--- DIRECTIONS ---
1/ Rewrite the stretch of the Guillain-Barré syndrome article from "Around 50 per" through "McCrory told AFL.com.au.", putting "tainted food" in place of "food poisoning".
2/ Sum up the Guillain-Barré syndrome article in three sentences.

--- EXTRACT TO READ ---
Tuesday 27 May 2014

What is Guillain-Barré syndrome?


MORE a reaction than a disease, Guillain-Barré syndrome (GBS) is not entirely uncommon. It is seasonal, more frequently seen in men and is usually triggered by respiratory or gastroenterological infection.

Early detection and treatment is key, given one of the more damaging and debilitating ailments that can come with GBS is ascending paralysis.

Basically, you can start to lose the ability to move your toes – and it spreads upwards in a symmetrical fashion.

Hawthorn coach Alastair Clarkson steps aside after GBS diagnosis

A third of patients diagnosed are hospitalised after it is detected through nerve conduction studies, and often, a lumbar puncture.

And, once the syndrome is identified – which can be immediate when symptoms are present – treatment can be administered to halt and reverse the spread of paralysis.

So, what is it? It is an inflammation of the nerve that usually occurs in the arms and legs but can also appear in the chest and face.

Infections such as gut problems, coughs, colds, sore throats, runny noses and flu-type illnesses provoke the response in the body that causes the inflammation.

Basically, the body's immune system attacks its own nerves, which causes damage and can affect muscle movement.

Around 50 per cent of sufferers pick it up after the body has been affected by food poisoning or gastroenterological illnesses.

"It's not really a disease; it's a reaction of the body to some other illness," neurologist and sports physician Dr Paul McCrory told AFL.com.au.

"It's like your nervous system is overly sensitive.

"That's why we see it after infections and things like that; your body develops antibodies, which then affect the nerves."

Symptoms include back pain – like Hawthorn coach Alastair Clarkson suffered – pain in the large leg muscles, sometimes stomach pain, and tingles and weakness in the extremities.

--- RECORDED INFORMATION ---

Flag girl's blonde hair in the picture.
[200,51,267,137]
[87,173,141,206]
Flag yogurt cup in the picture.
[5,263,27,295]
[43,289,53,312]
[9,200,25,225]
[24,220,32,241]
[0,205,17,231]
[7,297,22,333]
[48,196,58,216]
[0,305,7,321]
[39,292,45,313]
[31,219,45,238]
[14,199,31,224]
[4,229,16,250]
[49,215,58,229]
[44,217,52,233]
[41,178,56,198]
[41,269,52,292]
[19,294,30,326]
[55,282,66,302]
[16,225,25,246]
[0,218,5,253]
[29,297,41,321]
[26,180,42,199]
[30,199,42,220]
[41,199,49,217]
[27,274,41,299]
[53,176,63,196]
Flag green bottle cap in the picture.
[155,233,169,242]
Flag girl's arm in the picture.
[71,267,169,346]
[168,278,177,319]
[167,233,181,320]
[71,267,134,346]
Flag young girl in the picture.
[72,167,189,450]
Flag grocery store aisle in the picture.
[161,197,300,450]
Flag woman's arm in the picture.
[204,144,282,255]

---

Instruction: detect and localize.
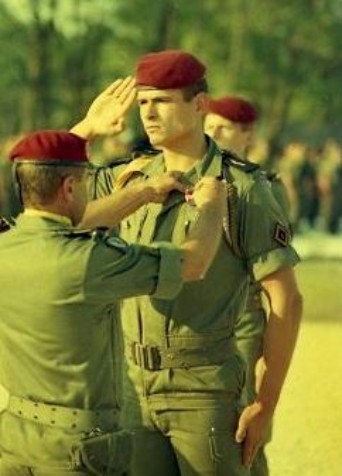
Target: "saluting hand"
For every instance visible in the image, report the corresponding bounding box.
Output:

--- ANSWERS TO THE PROBLEMS ---
1/
Around 50 per cent of sufferers pick it up after the body has been affected by tainted food or gastroenterological illnesses.

"It's not really a disease; it's a reaction of the body to some other illness," neurologist and sports physician Dr Paul McCrory told AFL.com.au.

2/ Guillain-Barré syndrome is a reaction of the body to another illness, usually a respiratory or gut infection, in which the immune system attacks its own nerves and causes inflammation that can affect muscle movement. It can bring paralysis that starts in the toes and spreads upward, so early detection and treatment are key, and treatment can halt and reverse that spread. Symptoms include back pain, pain in the large leg muscles, sometimes stomach pain, and tingling and weakness in the extremities.